## YOUR ASSIGNMENT:
Print the listing once more, exactly as written.

## THE DATA:
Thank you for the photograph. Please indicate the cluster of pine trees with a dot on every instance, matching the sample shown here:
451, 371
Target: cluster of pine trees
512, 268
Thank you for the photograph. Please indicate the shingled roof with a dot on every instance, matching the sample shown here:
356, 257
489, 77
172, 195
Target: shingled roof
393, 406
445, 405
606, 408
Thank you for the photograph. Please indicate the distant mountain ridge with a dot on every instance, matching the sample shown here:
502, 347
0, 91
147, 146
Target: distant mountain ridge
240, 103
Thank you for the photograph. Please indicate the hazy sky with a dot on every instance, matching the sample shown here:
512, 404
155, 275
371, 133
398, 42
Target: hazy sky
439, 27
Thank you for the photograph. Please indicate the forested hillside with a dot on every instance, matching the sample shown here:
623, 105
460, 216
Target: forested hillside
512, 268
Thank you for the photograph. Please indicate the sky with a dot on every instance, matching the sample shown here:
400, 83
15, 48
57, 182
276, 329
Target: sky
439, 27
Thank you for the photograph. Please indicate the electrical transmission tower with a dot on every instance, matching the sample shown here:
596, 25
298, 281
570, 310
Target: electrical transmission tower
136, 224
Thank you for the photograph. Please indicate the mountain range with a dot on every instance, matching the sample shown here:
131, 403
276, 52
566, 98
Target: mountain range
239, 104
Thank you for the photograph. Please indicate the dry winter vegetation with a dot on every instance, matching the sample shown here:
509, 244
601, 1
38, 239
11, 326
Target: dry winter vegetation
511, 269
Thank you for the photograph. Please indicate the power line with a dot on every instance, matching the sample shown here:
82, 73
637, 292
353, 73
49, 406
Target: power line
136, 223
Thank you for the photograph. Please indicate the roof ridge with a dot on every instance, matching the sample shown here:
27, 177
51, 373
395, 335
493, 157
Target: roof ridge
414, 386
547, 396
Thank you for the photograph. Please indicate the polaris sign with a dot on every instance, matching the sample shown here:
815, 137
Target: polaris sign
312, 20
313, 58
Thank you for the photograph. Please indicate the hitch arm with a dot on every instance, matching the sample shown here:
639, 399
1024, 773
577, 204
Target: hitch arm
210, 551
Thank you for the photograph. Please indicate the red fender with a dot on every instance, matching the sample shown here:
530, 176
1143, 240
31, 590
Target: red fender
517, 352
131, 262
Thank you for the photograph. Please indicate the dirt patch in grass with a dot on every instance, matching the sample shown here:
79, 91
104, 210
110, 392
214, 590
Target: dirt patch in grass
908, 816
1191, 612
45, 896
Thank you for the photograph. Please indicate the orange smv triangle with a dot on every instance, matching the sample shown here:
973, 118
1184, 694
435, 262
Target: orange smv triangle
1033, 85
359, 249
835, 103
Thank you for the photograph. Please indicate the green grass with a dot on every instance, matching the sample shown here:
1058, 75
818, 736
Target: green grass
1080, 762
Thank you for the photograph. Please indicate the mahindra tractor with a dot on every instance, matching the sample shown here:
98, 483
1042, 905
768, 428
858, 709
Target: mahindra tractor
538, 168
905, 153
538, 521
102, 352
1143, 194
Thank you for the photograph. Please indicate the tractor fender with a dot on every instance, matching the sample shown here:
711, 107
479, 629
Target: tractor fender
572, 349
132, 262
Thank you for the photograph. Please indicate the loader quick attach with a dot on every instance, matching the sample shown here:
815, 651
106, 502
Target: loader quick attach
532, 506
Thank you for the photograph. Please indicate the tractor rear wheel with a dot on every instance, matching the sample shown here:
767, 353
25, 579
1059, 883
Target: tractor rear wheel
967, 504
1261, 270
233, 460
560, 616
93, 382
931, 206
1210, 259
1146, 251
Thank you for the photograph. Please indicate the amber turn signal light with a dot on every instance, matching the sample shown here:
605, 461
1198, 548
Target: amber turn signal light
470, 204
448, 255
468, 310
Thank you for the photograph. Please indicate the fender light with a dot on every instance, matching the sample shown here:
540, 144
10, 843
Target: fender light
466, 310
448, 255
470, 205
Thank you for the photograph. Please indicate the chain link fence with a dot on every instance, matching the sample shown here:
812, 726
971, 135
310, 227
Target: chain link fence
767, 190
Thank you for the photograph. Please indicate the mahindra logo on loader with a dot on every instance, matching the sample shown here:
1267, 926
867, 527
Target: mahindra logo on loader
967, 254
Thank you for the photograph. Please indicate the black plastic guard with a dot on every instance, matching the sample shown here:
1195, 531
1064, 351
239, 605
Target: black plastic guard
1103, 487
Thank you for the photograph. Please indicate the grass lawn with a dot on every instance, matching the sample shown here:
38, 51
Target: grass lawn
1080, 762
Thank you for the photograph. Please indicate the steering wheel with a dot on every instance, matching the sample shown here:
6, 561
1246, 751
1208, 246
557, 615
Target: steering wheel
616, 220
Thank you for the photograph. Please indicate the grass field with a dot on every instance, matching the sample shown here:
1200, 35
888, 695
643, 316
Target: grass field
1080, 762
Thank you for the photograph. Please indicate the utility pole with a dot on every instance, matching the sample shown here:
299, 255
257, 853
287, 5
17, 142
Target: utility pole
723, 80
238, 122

## RESPONSE:
Thank you for the photograph. Please indicate the cluster of pine trees with a dot on every instance, matching the sample shown here:
451, 371
Target: cluster of pine trees
512, 268
Thank you for the photograph. Please indicate the shingled roof with a dot on every instance, matching the sample shown here:
356, 257
489, 77
172, 195
Target: shingled roof
393, 406
445, 405
606, 408
Thank you for the photograph. Please indicate the distant mountain ridge with a dot on every instance, matching the sample shown here:
502, 347
0, 91
147, 146
Target: distant mountain ridge
240, 103
Thank you for the photograph. Please indicate the hazy sky with a dot on every instance, matching the sample shown here:
512, 404
155, 275
371, 133
398, 42
Target: hazy sky
439, 27
Thank you for the photograph. Please indicate the forested hillside with a dot on every instance, matching the sample shown here:
623, 105
460, 216
Target: forested hillside
512, 268
Thank you for the photograph. Please indicate the sky with a dot on every instance, matching the sample shown here:
400, 83
15, 48
57, 182
276, 329
Target: sky
439, 27
Thank you for the photograph. Please indicate the electrical transmission tower with a dot on every instance, matching the sample shown here:
596, 25
298, 281
570, 310
Target: electrical transmission tower
136, 224
Thank you for the photograph. Please indicate the mountain range with a dot on every instance, matching the sample shown here:
131, 403
276, 52
566, 98
Target: mountain range
239, 104
Thank you for the photograph. Please indicate the dry winter vegetation with a dot on every instance, matching the sample shown here:
509, 244
601, 1
38, 239
11, 326
Target: dry winter vegetation
511, 269
Thank you for the photograph. Please indicate the power line with a dot on every instance, matching the sample shown here:
82, 73
637, 292
353, 73
49, 406
Target: power line
136, 223
Thank you for the photograph. Please indicate the roof ridge with a dot on every instance, matching the sample shown here:
27, 177
51, 373
395, 335
493, 157
Target: roof ridge
414, 386
547, 396
Thank you for the photograph. Please indicate the polaris sign with a dot on every instance, matching the sample shown here:
815, 137
Target: polaris sign
312, 20
313, 58
Thank you for the photograph. Please indicate the hitch arm with a dot on every instance, matching the sample shown here:
639, 399
1024, 773
577, 204
Target: hitch arm
210, 551
Thank you for the photograph. Please indicate the red fender with a dot on every instance, matching the sample shown here:
530, 176
1143, 240
31, 590
Target: red fender
517, 352
131, 262
Thank you for the photograph. Please indicate the dirt patch in grass with a dot on every instance, matching the sample shown here:
79, 91
104, 210
110, 392
214, 590
Target: dirt patch in grass
908, 816
1191, 612
45, 896
Thank you for the photograph. Please indicate the orange smv triangle with a dot on every instance, matching the sample shown here:
973, 118
1184, 694
435, 262
Target: orange smv triangle
1033, 85
359, 249
835, 103
Thank you for the photograph. Please indicate the green grass with a dot on every instance, matching the sample shown here:
1058, 75
818, 736
Target: green grass
1080, 762
Thank you for the photograph. Please indicate the mahindra tractor with a dot on every instance, matching the sample shown here:
98, 483
1042, 905
768, 428
858, 709
Target: mahindra tractor
538, 168
905, 153
538, 521
102, 352
1143, 194
Thank you for the photograph. Please indicate the tractor fender with a dot on every instance, matching the sample shown here:
711, 107
479, 629
Target: tractor fender
572, 349
132, 262
Thank you for the photograph. Please indicate the loader quick attach with a dot on every instance, matching the sample shown here:
815, 651
106, 502
Target: loader quick attach
532, 506
Thank you for the photograph. Please indicate the tractor rear wheel with a dot on every instance, matching the sample shown here:
767, 353
25, 579
1059, 883
Target: tractor rear wheel
967, 504
1261, 270
233, 460
560, 616
93, 382
931, 206
1210, 259
1146, 251
Thank you for the photograph. Please indicate the amber turn signal light with a dot on every instance, matching the sample shown here:
605, 461
1198, 548
Target: amber turn signal light
470, 204
448, 255
468, 310
Thank you for the photograph. Please indicate the fender light with a dot on every instance, matching the sample shown here:
540, 144
10, 843
Target: fender light
466, 310
448, 255
470, 205
Thank you for the photograph. Please indicate the chain link fence with a dot on every instance, matching the sample shown here:
812, 726
971, 135
310, 227
Target: chain link fence
767, 190
Thank you for the photograph. Please indicate the mahindra logo on loader with a dot on every instance, matching the sample shown here:
1267, 926
867, 527
Target: mahindra logo on loader
967, 254
Thank you for the photograph. Please indicate the black plastic guard with a dot on every instance, matching the sample shown here:
1195, 531
1064, 351
239, 605
Target: black plastic guard
1103, 487
Thank you for the photograph. Please indicate the grass lawn with a dot on every instance, matching the sample shown here:
38, 51
Target: grass lawn
1080, 762
Thank you for the photograph. Please indicate the steering wheel with a dot on every instance, matching the sample shown here:
6, 561
1246, 751
1208, 246
557, 615
Target: steering wheel
616, 220
Thank you for the photograph. Please indicate the grass field with a dot on every instance, matching the sample shown here:
1200, 35
888, 695
643, 316
Target: grass field
1080, 762
Thank you for the photograph. Please indicate the utility pole with a dot on every instance, matching the sample shown here:
299, 255
257, 853
287, 5
17, 142
Target: utility pole
723, 80
238, 122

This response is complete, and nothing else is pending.